**DATA FOR THE TASK:**
────────────────────

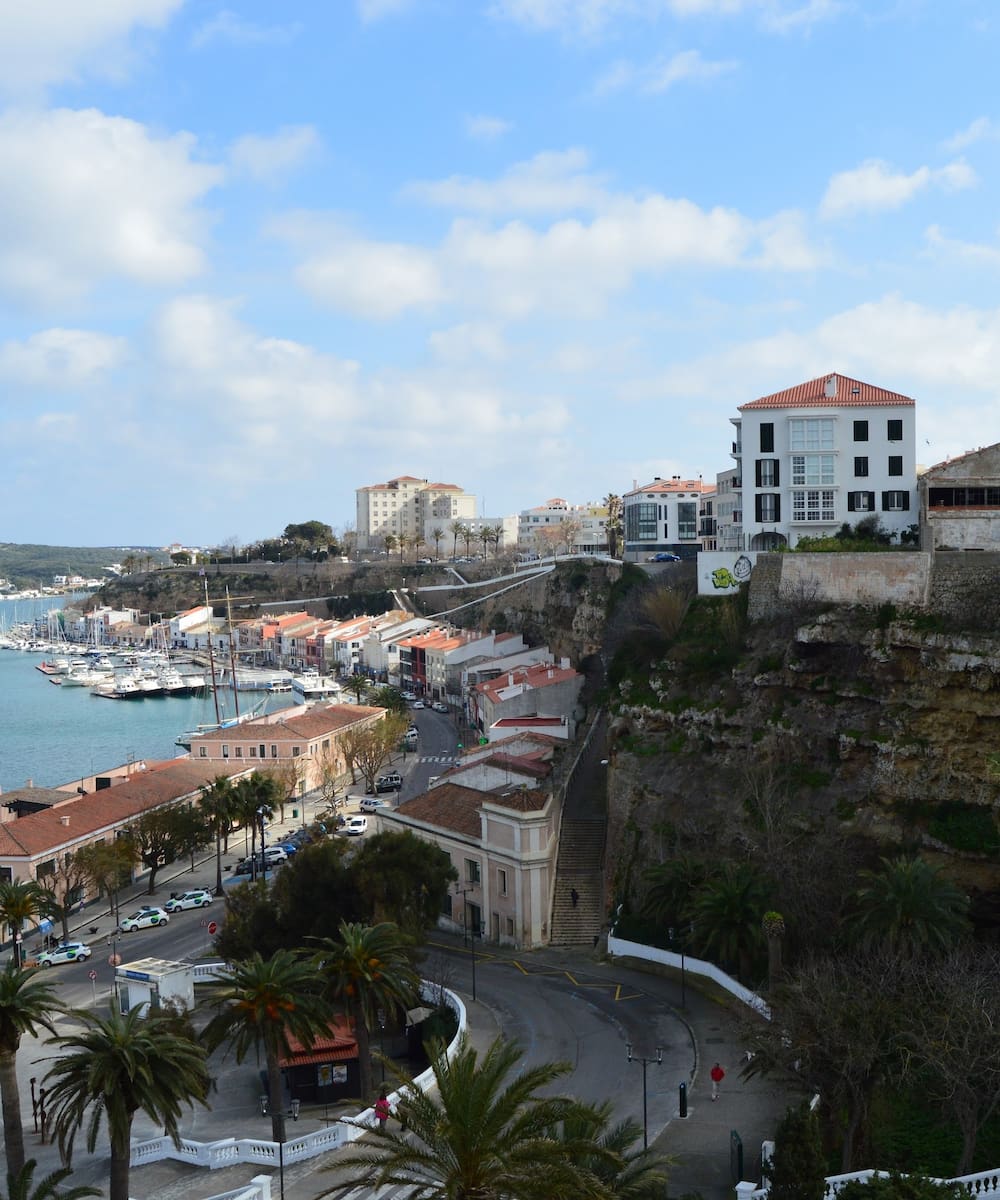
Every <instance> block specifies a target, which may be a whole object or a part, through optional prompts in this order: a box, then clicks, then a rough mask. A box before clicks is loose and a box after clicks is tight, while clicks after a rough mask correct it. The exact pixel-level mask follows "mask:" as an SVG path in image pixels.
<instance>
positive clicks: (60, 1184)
mask: <svg viewBox="0 0 1000 1200" xmlns="http://www.w3.org/2000/svg"><path fill="white" fill-rule="evenodd" d="M37 1165H38V1164H37V1163H36V1162H35V1159H34V1158H29V1159H28V1162H26V1163H25V1164H24V1166H22V1169H20V1170H19V1171H7V1194H6V1196H4V1198H2V1200H85V1198H86V1196H98V1195H101V1193H100V1192H98V1190H97V1189H96V1188H85V1187H76V1188H64V1187H62V1183H64V1182H65V1180H67V1178H68V1177H70V1176H71V1175H72V1174H73V1170H72V1168H70V1166H60V1168H59V1169H58V1170H55V1171H53V1172H52V1174H50V1175H47V1176H46V1177H44V1178H43V1180H40V1181H38V1182H37V1183H36V1184H35V1186H34V1187H32V1183H34V1182H35V1168H36V1166H37Z"/></svg>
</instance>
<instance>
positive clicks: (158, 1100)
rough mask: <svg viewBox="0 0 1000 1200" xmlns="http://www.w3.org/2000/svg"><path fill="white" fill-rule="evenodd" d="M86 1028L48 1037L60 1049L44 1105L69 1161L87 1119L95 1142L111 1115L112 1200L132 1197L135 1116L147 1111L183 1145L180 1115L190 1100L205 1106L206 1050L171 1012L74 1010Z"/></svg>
mask: <svg viewBox="0 0 1000 1200" xmlns="http://www.w3.org/2000/svg"><path fill="white" fill-rule="evenodd" d="M73 1015H74V1019H76V1020H77V1022H78V1024H79V1025H82V1026H83V1031H82V1032H68V1033H60V1036H59V1037H58V1038H50V1039H49V1042H50V1043H55V1044H58V1045H59V1046H60V1048H61V1050H62V1054H61V1055H60V1056H59V1057H58V1058H56V1060H55V1061H54V1062H53V1064H52V1067H50V1068H49V1072H48V1074H47V1075H46V1082H47V1084H48V1087H47V1096H46V1104H47V1106H48V1111H49V1115H50V1118H52V1128H53V1132H54V1134H55V1136H56V1138H58V1139H59V1148H60V1152H61V1154H62V1158H64V1160H65V1162H66V1163H67V1164H71V1159H72V1152H73V1140H74V1139H76V1135H77V1132H78V1130H79V1128H80V1126H82V1124H83V1123H84V1122H86V1148H88V1151H90V1152H91V1153H92V1152H94V1147H95V1146H96V1144H97V1134H98V1132H100V1129H101V1124H102V1122H103V1121H104V1120H107V1124H108V1138H109V1140H110V1148H112V1164H110V1200H127V1198H128V1160H130V1157H131V1136H132V1122H133V1120H134V1117H136V1114H137V1112H145V1114H146V1115H148V1116H149V1117H150V1118H151V1120H152V1121H155V1122H156V1123H157V1124H161V1126H162V1127H163V1130H164V1133H166V1134H167V1136H168V1138H172V1139H173V1141H174V1145H175V1146H176V1145H180V1126H179V1122H180V1117H181V1115H182V1112H184V1110H185V1109H186V1108H187V1106H190V1105H191V1104H192V1103H193V1102H196V1100H197V1102H198V1103H200V1104H202V1105H204V1106H208V1104H206V1099H208V1093H209V1087H210V1084H211V1080H210V1078H209V1073H208V1067H206V1064H205V1051H204V1048H203V1046H202V1045H199V1044H198V1042H197V1040H194V1038H193V1036H186V1034H182V1033H179V1032H178V1022H176V1020H175V1018H174V1016H173V1015H172V1014H169V1013H166V1012H155V1010H154V1012H149V1013H144V1012H143V1010H142V1009H138V1008H133V1009H132V1012H131V1013H127V1014H122V1013H120V1012H116V1010H115V1009H112V1012H110V1014H109V1015H108V1016H100V1015H98V1014H96V1013H90V1012H86V1010H84V1009H78V1010H77V1012H74V1014H73Z"/></svg>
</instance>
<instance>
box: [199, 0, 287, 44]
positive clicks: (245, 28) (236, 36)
mask: <svg viewBox="0 0 1000 1200" xmlns="http://www.w3.org/2000/svg"><path fill="white" fill-rule="evenodd" d="M301 31H303V26H301V24H299V23H298V22H292V23H291V24H288V25H259V24H257V23H256V22H252V20H246V19H244V18H242V17H240V16H239V13H235V12H233V11H232V8H222V10H221V11H220V12H217V13H216V14H215V17H212V18H211V20H206V22H205V23H204V24H202V25H199V26H198V29H196V30H194V34H193V36H192V38H191V44H192V46H193V47H194V49H197V50H200V49H204V47H206V46H211V44H212V43H214V42H222V43H226V44H229V46H287V44H288V43H289V42H293V41H294V40H295V38H297V37H298V36H299V34H301Z"/></svg>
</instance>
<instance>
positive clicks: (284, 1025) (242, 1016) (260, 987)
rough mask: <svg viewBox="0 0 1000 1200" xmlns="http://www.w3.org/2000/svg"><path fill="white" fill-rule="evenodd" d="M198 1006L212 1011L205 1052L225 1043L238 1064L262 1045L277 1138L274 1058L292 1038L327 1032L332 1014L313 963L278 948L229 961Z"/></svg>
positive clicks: (303, 1044)
mask: <svg viewBox="0 0 1000 1200" xmlns="http://www.w3.org/2000/svg"><path fill="white" fill-rule="evenodd" d="M202 1004H203V1006H205V1007H209V1008H215V1010H216V1012H215V1016H212V1019H211V1020H210V1021H209V1024H208V1025H206V1026H205V1030H204V1032H203V1033H202V1037H203V1039H204V1042H205V1045H206V1046H208V1048H209V1049H210V1050H215V1049H216V1048H217V1046H220V1045H222V1044H223V1043H228V1046H229V1049H232V1050H233V1051H234V1052H235V1056H236V1062H242V1061H244V1058H245V1057H246V1056H247V1054H248V1052H250V1051H251V1050H255V1051H259V1050H262V1049H263V1051H264V1061H265V1063H267V1069H268V1098H269V1100H270V1109H271V1138H273V1139H274V1141H280V1140H281V1112H282V1109H283V1108H285V1099H283V1096H282V1091H281V1068H280V1066H279V1060H280V1057H281V1055H285V1056H286V1057H288V1056H291V1054H292V1039H294V1040H295V1042H298V1043H300V1044H301V1045H304V1046H311V1045H312V1043H313V1042H315V1040H316V1038H318V1037H322V1036H324V1034H327V1033H328V1032H329V1027H330V1020H331V1018H333V1012H331V1009H330V1006H329V1004H328V1003H327V1001H325V998H324V997H323V996H322V995H321V992H319V990H318V988H317V973H316V970H315V967H313V965H312V961H311V960H310V959H306V958H304V956H303V955H301V954H298V953H297V952H294V950H277V952H275V954H273V955H271V956H270V958H269V959H264V958H262V956H261V955H259V954H253V955H252V956H251V958H248V959H246V960H244V961H241V962H234V964H233V965H232V966H230V967H229V968H228V971H227V972H226V973H224V974H223V976H221V978H220V979H218V982H217V983H216V984H212V985H211V988H210V990H209V991H208V994H206V996H205V998H204V1001H202Z"/></svg>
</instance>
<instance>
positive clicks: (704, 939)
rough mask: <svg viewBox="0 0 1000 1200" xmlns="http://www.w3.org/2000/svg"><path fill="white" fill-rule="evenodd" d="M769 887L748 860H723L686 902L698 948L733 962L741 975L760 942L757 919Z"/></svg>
mask: <svg viewBox="0 0 1000 1200" xmlns="http://www.w3.org/2000/svg"><path fill="white" fill-rule="evenodd" d="M770 890H771V889H770V886H768V883H767V881H766V880H765V878H762V876H761V875H760V874H759V872H758V871H756V870H755V869H754V868H753V866H752V865H750V864H749V863H739V864H738V865H733V864H732V863H726V864H725V866H724V868H723V870H721V872H720V874H718V875H715V876H714V877H712V878H709V880H707V881H706V882H705V883H702V886H701V887H700V888H699V889H697V892H696V893H695V895H694V898H693V900H691V904H690V918H691V920H693V922H694V937H695V942H696V943H697V944H699V946H700V947H701V949H702V952H703V953H706V954H713V955H715V956H717V959H718V960H719V962H721V964H730V965H737V967H738V970H739V973H741V974H742V976H744V977H745V976H747V974H748V973H749V970H750V962H752V959H753V955H754V953H755V952H756V950H759V949H760V948H761V946H762V943H764V934H762V931H761V919H762V917H764V913H765V911H766V908H767V901H768V898H770Z"/></svg>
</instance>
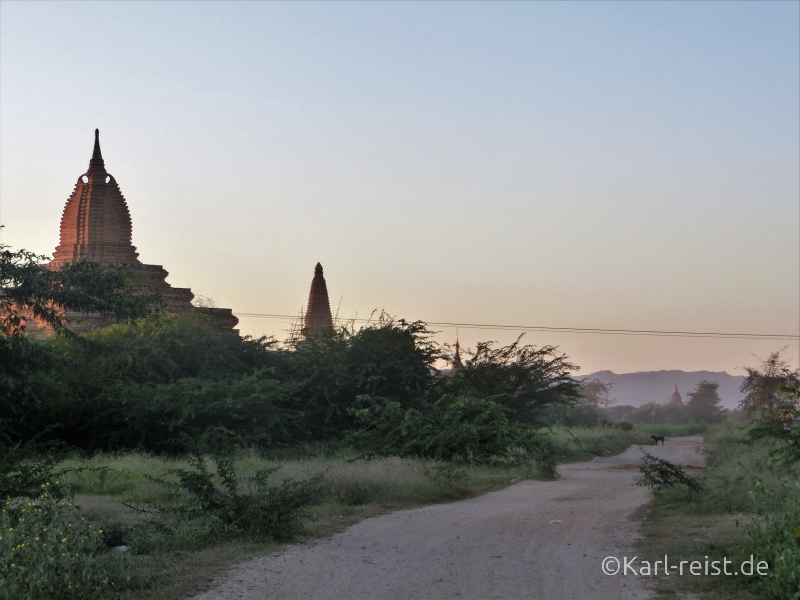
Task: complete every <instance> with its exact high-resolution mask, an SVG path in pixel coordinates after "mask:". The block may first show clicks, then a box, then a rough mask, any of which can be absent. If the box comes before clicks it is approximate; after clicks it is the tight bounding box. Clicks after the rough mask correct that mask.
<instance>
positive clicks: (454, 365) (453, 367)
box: [450, 334, 464, 369]
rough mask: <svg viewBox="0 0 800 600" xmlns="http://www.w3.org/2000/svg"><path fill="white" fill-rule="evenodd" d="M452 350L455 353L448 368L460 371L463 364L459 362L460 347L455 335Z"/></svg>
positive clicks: (459, 357) (456, 338) (457, 338)
mask: <svg viewBox="0 0 800 600" xmlns="http://www.w3.org/2000/svg"><path fill="white" fill-rule="evenodd" d="M453 348H455V349H456V353H455V354H454V355H453V362H452V363H451V364H450V367H451V368H453V369H460V368H461V367H463V366H464V363H462V362H461V352H460V350H461V345H460V344H459V343H458V334H456V343H455V344H454V345H453Z"/></svg>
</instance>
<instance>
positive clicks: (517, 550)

────────────────────

**ABOUT THIS TASK:** Give the lines from the start of the records through the line containing "positive clicks: (60, 1184)" as a numbered list, including that line. Leave out the pictures and any blank lines.

**RESULT FOR THIS EXERCISE:**
1. Every <instance> block specifies a target, which may be a whole object or a part, through optional prompts in this order: a box, then clicks, then a rough mask. A box before clicks is loose and a box after clicks is tight, while clicks after a rough mask correct it. The exact pixel-level mask follows "mask:" as an SVG path in image pixels.
2. <instance>
3. positive clicks: (60, 1184)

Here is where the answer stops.